[BEGIN]

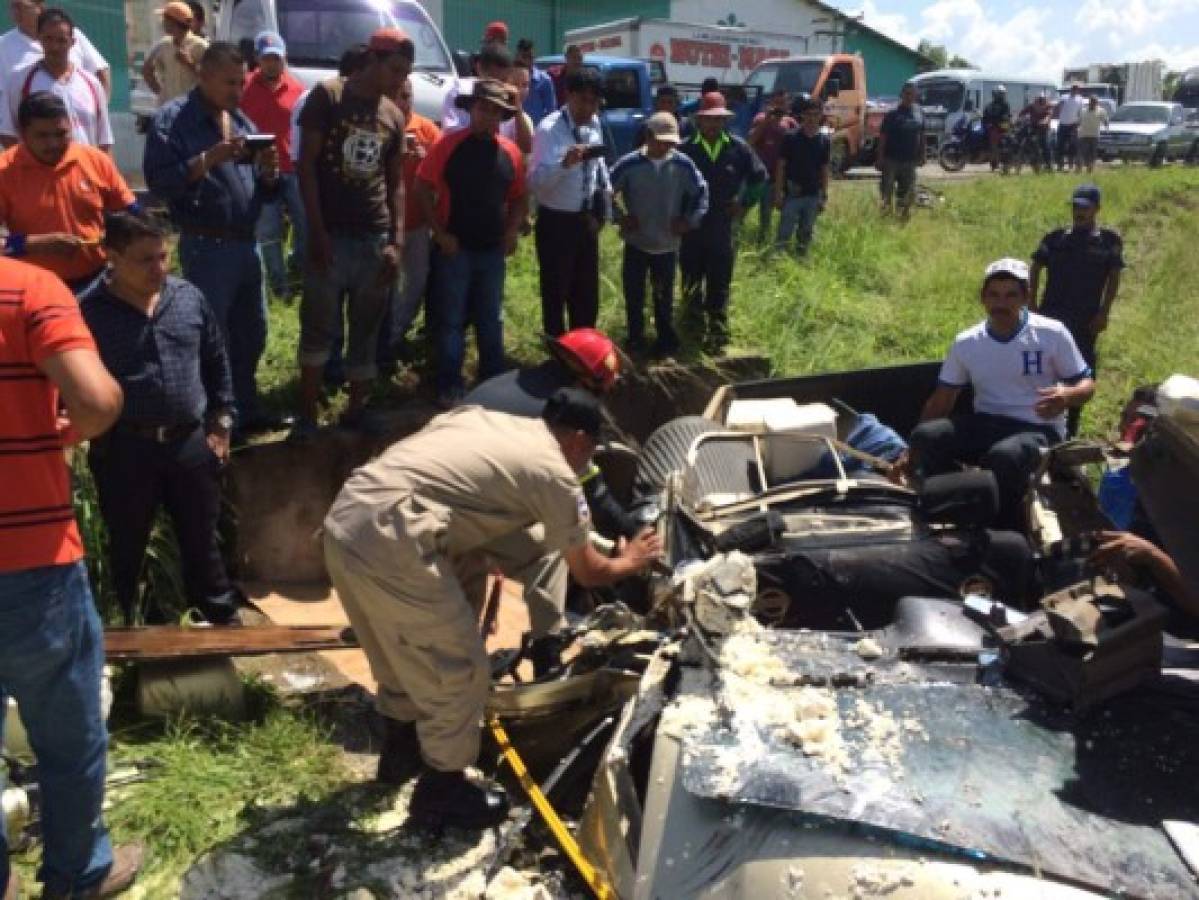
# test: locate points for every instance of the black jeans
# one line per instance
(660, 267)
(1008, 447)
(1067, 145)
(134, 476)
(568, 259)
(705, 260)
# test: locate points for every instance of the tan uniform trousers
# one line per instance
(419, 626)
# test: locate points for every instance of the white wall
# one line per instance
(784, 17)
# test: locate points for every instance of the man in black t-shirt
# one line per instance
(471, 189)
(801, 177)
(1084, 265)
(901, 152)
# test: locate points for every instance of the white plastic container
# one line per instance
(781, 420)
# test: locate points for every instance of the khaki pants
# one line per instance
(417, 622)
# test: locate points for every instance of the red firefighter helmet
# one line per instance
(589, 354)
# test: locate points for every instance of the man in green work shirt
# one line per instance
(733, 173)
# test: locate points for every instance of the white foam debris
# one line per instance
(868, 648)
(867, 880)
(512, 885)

[END]
[BEGIN]

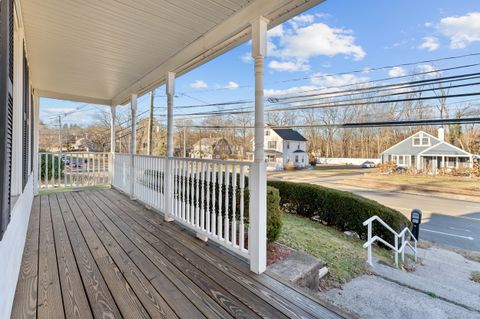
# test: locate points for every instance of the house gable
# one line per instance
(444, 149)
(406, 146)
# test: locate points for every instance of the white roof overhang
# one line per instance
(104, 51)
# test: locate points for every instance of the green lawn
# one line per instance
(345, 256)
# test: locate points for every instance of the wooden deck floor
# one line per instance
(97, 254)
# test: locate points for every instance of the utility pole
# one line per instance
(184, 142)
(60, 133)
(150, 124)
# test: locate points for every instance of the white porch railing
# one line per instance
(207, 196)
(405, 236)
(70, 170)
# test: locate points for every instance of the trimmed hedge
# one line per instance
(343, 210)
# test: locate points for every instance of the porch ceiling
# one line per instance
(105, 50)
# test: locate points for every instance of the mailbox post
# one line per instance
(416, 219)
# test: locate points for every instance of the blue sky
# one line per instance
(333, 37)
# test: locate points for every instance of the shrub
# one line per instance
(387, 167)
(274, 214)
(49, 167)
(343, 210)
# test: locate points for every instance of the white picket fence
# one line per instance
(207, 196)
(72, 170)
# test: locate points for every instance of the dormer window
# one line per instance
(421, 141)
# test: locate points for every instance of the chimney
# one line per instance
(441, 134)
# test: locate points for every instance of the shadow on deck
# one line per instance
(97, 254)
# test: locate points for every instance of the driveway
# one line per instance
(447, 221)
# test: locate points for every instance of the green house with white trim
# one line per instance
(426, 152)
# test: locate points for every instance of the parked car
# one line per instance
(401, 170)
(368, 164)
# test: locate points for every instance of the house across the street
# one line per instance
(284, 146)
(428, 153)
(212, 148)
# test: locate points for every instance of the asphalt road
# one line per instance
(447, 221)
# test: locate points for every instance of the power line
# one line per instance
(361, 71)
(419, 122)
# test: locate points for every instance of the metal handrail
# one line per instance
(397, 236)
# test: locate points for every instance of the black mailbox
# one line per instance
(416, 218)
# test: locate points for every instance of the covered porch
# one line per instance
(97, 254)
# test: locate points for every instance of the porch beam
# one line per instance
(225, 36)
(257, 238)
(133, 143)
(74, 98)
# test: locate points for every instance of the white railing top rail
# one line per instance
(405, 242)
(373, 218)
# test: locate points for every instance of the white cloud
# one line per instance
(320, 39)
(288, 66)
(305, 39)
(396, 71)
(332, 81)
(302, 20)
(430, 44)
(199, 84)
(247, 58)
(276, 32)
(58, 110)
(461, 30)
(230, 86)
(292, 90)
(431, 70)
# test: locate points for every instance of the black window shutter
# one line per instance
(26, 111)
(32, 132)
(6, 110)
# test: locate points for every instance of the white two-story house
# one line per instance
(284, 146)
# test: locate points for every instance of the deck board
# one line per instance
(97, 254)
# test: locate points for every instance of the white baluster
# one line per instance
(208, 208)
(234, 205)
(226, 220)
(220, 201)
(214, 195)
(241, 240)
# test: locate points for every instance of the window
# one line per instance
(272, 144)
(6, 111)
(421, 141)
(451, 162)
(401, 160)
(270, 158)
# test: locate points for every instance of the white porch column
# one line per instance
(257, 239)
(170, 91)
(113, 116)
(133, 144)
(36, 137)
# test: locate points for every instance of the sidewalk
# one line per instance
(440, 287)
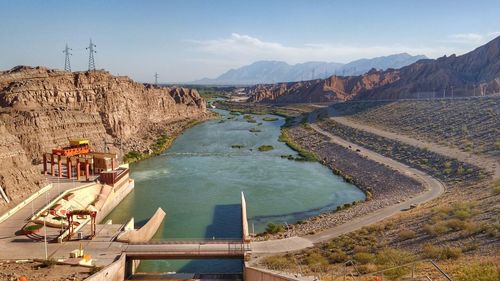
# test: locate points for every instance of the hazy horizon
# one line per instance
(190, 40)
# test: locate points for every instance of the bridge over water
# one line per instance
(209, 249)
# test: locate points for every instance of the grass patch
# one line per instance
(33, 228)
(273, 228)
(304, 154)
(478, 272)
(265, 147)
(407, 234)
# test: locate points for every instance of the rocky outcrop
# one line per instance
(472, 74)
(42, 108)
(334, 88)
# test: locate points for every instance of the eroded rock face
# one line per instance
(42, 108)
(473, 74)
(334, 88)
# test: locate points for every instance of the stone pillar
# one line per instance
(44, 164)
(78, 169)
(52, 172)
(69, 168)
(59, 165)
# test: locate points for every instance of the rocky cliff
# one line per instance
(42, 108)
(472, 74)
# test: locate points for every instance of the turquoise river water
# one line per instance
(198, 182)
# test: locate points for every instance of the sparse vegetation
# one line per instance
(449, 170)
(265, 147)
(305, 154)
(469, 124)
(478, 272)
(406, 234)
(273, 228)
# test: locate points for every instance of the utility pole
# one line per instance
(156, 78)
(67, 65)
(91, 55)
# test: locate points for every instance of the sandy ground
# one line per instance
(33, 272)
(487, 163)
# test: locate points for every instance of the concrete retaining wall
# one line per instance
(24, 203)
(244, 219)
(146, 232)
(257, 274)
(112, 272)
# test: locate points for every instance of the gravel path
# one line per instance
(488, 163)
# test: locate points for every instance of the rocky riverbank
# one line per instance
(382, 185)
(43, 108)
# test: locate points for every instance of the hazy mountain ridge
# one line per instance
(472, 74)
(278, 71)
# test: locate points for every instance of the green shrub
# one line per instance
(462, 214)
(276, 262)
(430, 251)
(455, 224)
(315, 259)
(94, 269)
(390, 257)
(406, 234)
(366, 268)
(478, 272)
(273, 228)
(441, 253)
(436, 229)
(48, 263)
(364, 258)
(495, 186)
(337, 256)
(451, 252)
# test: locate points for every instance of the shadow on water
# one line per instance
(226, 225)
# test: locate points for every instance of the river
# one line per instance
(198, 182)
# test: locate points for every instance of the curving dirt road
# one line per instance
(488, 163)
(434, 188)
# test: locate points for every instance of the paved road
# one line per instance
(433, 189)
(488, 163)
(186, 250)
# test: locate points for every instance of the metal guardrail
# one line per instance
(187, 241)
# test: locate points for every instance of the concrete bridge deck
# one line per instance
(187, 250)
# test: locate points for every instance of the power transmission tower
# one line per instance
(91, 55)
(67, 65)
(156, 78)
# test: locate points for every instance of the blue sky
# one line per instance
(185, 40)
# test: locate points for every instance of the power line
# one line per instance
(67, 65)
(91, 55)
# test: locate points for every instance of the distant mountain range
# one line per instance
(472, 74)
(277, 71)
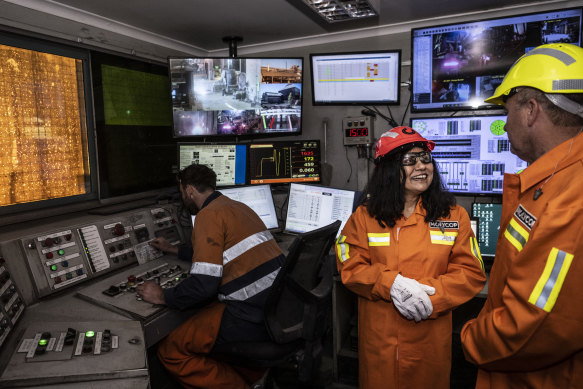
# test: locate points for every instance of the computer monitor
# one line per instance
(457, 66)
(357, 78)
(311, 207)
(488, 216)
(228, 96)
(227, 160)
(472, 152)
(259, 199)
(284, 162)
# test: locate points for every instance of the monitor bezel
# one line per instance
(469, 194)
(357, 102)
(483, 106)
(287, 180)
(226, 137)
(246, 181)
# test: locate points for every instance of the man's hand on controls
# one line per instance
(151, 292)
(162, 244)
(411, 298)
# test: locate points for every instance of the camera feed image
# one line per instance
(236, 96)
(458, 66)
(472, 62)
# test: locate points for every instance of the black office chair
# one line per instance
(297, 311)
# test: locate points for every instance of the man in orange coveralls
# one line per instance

[END]
[BEGIN]

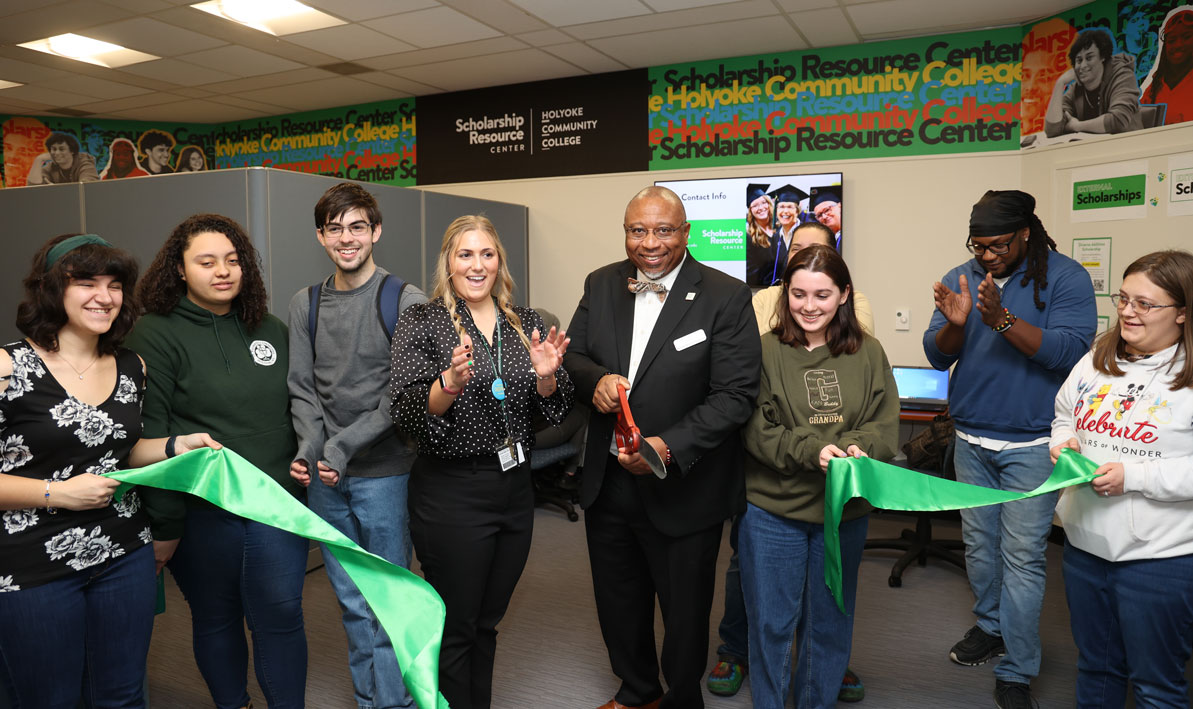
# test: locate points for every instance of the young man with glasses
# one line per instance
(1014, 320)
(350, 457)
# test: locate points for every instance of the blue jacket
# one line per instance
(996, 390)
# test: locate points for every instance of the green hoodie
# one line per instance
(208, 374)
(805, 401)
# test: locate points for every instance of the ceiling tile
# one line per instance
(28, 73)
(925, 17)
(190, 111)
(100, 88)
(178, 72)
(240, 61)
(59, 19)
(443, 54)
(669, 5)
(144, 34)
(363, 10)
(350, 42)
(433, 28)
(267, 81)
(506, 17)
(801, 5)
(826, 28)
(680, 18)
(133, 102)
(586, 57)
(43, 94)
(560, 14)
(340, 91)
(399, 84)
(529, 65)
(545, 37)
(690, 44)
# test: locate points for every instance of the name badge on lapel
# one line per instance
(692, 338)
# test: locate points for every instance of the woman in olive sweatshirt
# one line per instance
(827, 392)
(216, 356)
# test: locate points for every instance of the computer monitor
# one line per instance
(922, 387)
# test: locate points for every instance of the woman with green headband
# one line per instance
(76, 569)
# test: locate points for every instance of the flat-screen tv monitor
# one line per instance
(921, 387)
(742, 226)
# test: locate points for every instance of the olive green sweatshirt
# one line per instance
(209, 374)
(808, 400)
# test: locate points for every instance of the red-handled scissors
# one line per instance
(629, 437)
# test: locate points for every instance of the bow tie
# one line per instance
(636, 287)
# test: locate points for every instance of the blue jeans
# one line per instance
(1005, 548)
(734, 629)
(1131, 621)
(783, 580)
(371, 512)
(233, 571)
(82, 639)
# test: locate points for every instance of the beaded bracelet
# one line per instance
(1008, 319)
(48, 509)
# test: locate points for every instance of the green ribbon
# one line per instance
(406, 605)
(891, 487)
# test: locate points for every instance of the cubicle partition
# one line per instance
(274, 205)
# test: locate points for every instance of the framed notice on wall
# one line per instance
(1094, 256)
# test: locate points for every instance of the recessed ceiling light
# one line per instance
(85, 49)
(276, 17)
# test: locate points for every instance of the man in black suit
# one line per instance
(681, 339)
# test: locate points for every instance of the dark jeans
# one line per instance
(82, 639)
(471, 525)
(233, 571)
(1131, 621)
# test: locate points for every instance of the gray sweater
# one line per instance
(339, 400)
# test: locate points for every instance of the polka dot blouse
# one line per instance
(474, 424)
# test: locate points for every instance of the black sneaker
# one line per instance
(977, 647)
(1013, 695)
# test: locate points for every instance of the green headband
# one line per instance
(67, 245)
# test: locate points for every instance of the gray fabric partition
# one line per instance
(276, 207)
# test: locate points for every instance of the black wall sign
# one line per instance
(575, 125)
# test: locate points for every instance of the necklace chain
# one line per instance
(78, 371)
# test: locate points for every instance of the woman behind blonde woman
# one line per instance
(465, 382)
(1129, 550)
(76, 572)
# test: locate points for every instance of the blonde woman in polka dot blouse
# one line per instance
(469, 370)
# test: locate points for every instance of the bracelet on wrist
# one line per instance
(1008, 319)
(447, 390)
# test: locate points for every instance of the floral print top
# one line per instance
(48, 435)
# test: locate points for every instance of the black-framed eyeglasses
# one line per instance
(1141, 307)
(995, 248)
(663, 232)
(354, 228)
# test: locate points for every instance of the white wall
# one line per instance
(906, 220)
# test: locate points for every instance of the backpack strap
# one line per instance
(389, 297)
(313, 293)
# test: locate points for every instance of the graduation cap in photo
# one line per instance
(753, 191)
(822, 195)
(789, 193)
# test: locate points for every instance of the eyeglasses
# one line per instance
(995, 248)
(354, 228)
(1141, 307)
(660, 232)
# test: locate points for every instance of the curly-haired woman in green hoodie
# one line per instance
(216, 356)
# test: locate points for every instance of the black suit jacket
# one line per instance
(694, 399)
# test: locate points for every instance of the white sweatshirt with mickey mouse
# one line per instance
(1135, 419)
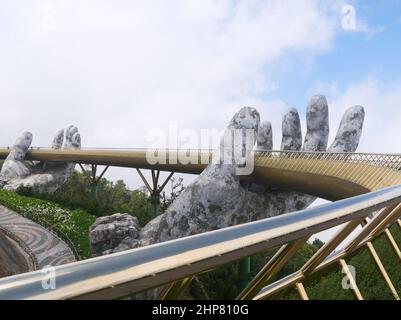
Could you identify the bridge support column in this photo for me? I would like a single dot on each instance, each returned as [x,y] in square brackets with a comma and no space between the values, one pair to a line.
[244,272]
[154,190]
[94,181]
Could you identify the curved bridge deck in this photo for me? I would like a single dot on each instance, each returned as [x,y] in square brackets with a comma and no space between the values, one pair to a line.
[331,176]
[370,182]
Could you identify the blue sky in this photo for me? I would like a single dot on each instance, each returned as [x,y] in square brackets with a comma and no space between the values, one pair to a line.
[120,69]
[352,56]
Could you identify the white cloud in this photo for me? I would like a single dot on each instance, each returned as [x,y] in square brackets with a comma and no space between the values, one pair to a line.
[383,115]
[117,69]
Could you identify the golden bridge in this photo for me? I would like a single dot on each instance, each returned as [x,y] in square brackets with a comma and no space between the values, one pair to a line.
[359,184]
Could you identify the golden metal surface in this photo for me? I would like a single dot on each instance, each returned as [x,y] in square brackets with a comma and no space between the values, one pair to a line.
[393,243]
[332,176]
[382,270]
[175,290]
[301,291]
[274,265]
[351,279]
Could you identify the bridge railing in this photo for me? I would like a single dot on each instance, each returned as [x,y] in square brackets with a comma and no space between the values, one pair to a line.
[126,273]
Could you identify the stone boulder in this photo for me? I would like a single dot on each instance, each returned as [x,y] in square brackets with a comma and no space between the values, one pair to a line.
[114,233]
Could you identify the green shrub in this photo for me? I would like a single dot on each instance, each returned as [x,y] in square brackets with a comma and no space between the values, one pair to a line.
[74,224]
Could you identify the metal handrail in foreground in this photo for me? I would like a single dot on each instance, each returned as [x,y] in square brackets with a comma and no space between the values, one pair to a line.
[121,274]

[END]

= What you will do =
Select every line in the items above that contains the word "woman", matching its case, and copy those lines.

= Problem solution =
# test: locate points for every instance of the woman in olive sweatshirt
# test: locate points for every instance of the woman with green headband
# test: locate points for every instance of the woman behind blonde woman
# test: locate points for every instance of the blonde woman in polka dot blouse
# test: locate points for every instance of the curly-haired woman in green hoodie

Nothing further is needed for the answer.